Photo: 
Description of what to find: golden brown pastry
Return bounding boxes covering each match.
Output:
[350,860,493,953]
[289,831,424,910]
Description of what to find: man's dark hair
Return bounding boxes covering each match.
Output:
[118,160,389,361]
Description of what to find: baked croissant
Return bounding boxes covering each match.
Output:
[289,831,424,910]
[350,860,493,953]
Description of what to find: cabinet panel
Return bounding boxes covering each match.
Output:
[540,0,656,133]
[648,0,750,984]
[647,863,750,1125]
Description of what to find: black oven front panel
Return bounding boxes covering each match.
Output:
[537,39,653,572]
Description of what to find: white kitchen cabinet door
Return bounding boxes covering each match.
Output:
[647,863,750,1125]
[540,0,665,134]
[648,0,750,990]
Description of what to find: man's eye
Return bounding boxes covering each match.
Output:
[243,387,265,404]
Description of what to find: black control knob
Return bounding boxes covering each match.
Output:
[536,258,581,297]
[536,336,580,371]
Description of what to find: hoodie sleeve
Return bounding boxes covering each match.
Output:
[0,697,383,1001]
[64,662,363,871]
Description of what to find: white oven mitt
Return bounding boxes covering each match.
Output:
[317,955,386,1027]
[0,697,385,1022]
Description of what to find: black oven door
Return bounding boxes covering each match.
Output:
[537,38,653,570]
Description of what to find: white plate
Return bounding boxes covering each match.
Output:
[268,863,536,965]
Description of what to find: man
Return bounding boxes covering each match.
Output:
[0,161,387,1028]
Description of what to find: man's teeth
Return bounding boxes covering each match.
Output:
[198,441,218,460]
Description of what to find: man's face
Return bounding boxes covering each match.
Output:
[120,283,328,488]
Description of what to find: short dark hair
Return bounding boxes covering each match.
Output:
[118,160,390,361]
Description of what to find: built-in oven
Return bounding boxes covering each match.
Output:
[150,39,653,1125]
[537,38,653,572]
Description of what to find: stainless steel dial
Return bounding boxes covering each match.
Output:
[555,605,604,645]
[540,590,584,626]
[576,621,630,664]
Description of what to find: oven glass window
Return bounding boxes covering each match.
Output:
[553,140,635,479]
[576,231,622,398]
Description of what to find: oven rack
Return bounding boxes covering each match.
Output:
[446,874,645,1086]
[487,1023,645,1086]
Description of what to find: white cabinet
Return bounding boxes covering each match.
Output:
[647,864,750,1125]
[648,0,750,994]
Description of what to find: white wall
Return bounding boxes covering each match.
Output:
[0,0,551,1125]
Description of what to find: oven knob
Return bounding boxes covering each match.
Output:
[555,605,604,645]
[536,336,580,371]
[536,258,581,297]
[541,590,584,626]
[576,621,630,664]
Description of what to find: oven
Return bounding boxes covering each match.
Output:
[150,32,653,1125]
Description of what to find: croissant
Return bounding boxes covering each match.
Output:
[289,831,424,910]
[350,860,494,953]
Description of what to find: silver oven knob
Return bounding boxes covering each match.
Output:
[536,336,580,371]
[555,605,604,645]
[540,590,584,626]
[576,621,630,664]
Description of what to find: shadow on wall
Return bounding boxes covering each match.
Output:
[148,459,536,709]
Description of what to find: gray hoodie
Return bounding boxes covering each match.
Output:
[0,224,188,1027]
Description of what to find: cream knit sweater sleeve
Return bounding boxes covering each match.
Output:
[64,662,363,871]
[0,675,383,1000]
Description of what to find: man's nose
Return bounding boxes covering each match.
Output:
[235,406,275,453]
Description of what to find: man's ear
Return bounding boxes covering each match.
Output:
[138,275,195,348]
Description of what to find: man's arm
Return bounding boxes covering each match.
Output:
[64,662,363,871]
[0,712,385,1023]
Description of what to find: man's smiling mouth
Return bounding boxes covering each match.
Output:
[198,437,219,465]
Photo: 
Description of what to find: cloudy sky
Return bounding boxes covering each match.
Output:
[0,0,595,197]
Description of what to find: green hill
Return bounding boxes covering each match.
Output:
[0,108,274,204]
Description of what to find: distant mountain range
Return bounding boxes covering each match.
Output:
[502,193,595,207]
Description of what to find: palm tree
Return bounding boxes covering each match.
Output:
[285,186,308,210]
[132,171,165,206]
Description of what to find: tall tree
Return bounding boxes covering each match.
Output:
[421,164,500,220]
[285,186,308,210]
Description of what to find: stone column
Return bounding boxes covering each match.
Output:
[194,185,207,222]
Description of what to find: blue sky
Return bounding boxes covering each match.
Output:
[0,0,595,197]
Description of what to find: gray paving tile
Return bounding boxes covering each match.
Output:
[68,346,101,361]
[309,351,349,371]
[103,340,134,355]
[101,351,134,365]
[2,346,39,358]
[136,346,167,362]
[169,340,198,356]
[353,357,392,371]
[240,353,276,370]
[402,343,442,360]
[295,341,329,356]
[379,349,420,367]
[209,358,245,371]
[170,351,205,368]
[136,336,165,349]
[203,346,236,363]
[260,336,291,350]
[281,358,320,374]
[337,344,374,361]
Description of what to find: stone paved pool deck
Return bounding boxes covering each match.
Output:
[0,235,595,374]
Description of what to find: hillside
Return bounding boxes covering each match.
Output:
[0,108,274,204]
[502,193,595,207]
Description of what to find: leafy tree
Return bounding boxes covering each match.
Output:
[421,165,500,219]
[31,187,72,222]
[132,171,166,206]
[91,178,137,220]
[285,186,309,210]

--

Collect every line of the material that contains the word "tree".

Description of what to find: palm tree
Description of what to find: tall tree
Description of what to find: leafy tree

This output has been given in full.